• [Using the information]:
**1)** Answer from the passage on factors predicting adherence:
(a) How many studies reported on factors predicting guideline adherence in pregnancy?
(b) Which two studies found a statistically significant positive association between adherence and living in urban residences?
(c) Which study reported on factors associated with guideline adherence among women during the preconception period?
**2)** Carry on the passage on factors predicting guideline adherence, starting after its final sentence.

3.3.3 Factors predicting adherence
Nine studies reported on factors predicting guideline adherence in pregnancy. Most of these studies reported a statistically significant association between higher level of education (Bojar et al., 2006; Okubo et al., 2011; Panwar & Punia, 1998; Yang et al., 2017), older age (Bojar et al., 2006; Okubo et al., 2011; Olmedo‐Requena et al., 2017), or non‐smoking status (Malek et al., 2016; Okubo et al., 2011; Olmedo‐Requena et al., 2017) and adherence to dietary guidelines or nutritional recommendations. The impact of residential location on guideline adherence was contradictory; two studies (Bojar et al., 2006; Malek et al., 2016) reported a statistically significant positive association between level of guideline adherence and living in non‐metropolitan residences, whereas two studies (Gao et al., 2013; Yang et al., 2017) found a statistically significant positive association between level of adherence and living in urban residences. Only one study (Olmedo‐Requena et al., 2017) reported on factors associated with guideline adherence among women during the preconception period. This study found a statistically significant association between guideline adherence and higher social class, non‐smoking status, increased physical activity, and older age.

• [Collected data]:
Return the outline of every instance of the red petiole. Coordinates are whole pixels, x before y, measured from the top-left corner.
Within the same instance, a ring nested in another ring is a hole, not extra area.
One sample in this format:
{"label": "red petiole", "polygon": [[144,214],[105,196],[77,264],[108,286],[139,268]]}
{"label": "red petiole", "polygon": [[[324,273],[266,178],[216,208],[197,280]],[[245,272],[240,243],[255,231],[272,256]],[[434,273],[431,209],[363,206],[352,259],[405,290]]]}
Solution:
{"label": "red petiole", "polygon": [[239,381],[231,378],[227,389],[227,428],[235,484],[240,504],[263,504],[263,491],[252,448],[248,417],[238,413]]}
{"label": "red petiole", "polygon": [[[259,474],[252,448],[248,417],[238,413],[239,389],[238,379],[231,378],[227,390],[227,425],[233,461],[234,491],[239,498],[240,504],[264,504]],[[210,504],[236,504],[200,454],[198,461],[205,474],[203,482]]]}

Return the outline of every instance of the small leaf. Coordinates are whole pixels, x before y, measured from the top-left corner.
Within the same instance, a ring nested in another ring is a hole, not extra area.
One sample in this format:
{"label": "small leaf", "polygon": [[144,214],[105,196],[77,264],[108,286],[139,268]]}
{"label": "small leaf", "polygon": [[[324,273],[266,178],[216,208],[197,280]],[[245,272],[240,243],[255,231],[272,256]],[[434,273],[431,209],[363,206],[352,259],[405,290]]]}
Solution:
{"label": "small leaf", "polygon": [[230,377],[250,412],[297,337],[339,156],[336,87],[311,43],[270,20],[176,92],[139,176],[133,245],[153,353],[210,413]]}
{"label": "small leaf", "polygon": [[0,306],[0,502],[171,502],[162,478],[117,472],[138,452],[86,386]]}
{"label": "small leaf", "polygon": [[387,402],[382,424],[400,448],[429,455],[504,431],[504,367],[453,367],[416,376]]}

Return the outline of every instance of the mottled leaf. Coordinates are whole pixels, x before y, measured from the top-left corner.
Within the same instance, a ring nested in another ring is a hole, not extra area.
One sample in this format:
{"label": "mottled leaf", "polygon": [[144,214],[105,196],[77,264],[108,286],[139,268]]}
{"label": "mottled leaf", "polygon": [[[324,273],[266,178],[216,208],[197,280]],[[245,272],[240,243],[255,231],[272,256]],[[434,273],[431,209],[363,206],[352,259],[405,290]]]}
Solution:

• [Outputs in order]:
**1)**
(a) Nine
(b) Gao et al., 2013 and Yang et al., 2017
(c) Olmedo‐Requena et al., 2017

**2)**
4 DISCUSSION
This review synthesized the evidence from observational studies reporting the level of adherence to national/international dietary guidelines and/or nutritional recommendations, and the factors impacting adherence, among women in the preconception period, and during pregnancy. The eighteen studies included in this review were conducted across 10 countries, thus representing a broad perspective on the issue. The review found that overall adherence to dietary guidelines during the preconception period and pregnancy was low, with a number of demographic factors shown to have an impact on guideline adherence.
Evidence from this review suggests that women in the preconception period, and during pregnancy, may not be meeting the minimum dietary requirements for vegetable and cereal grain intake. According to WHO, vegetables and cereal grains should form a part of a healthy diet for the prevention of diet‐related non‐communicable disease and nutritional deficiencies (WHO, 2015). Vegetables and cereal grains are low in fat and key sources of vitamins, minerals, protein, and dietary fibre (National Health and Medical Research Council, 2013). Diets high in grains and vegetables may help reduce the risk of obesity, type 2 diabetes, cardiovascular disease, and cancer (National Health and Medical Research Council, 2013). For preconceptual and pregnancy health, vegetables are an important source of folate, and cereal grains a valuable source of folate and iron (National Health and Medical Research Council, 2013).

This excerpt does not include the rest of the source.